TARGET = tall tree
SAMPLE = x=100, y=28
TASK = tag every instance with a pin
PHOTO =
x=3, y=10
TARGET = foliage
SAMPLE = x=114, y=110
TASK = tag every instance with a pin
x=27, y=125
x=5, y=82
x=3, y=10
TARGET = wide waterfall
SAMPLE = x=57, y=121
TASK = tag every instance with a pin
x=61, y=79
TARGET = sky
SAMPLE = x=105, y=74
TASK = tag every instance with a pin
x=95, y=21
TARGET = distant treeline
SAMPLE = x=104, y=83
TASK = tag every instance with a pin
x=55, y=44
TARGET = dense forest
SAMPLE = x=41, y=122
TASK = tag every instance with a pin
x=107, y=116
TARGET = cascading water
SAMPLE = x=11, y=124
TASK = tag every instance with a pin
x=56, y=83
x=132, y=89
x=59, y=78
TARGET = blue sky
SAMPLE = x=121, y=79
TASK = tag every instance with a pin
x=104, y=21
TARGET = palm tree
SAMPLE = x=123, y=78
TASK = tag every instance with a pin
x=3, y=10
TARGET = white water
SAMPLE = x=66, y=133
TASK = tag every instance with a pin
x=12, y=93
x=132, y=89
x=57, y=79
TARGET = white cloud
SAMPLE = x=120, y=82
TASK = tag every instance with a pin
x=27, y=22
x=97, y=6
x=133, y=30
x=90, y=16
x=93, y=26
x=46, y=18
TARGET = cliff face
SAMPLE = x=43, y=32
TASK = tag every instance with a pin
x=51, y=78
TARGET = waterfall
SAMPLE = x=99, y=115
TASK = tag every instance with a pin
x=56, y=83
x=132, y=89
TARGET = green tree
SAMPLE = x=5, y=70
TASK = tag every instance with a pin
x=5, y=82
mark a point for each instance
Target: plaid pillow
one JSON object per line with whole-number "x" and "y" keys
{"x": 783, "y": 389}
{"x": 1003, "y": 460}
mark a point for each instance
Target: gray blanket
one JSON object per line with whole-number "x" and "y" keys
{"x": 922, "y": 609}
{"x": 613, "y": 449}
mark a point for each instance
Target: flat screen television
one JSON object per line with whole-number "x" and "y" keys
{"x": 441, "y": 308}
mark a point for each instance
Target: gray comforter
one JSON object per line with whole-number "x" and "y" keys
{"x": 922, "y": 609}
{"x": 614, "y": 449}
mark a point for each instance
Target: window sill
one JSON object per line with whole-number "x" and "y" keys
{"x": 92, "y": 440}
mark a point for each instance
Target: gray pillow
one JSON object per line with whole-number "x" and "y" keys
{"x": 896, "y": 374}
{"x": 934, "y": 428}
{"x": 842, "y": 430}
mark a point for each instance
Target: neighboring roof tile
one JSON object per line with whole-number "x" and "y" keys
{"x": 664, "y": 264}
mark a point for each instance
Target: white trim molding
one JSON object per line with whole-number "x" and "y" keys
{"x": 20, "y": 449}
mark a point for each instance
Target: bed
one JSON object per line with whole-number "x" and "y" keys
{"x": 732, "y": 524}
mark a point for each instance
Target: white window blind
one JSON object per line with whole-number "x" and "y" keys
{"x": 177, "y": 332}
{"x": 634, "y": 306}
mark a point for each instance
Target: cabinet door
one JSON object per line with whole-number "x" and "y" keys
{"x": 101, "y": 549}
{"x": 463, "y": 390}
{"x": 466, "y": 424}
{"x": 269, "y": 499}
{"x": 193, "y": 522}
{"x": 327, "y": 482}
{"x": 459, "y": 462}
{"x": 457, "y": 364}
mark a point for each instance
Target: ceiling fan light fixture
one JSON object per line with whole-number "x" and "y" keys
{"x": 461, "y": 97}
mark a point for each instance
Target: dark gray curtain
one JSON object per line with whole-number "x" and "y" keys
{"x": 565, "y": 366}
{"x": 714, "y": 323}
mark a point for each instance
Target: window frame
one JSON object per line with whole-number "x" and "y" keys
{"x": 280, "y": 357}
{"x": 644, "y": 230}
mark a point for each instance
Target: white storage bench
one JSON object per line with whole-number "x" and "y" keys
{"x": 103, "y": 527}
□ □ □ □
Your goal: A single number is the answer: the count of lines above that include the string "pillow".

Task output: 2